Material shown:
===============

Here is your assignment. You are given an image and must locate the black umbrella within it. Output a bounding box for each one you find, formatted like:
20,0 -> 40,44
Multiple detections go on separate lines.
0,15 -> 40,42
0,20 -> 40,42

===============

Short problem:
Copy the lines above, substituting "red umbrella" for "black umbrella" and leaving everything else as it is.

Task solution:
Here is your assignment. You are given an image and must locate the red umbrella within it. Output a bounding box for each one you find, formatted like:
20,0 -> 40,44
Multiple detections go on separate lines.
0,15 -> 40,42
0,20 -> 40,42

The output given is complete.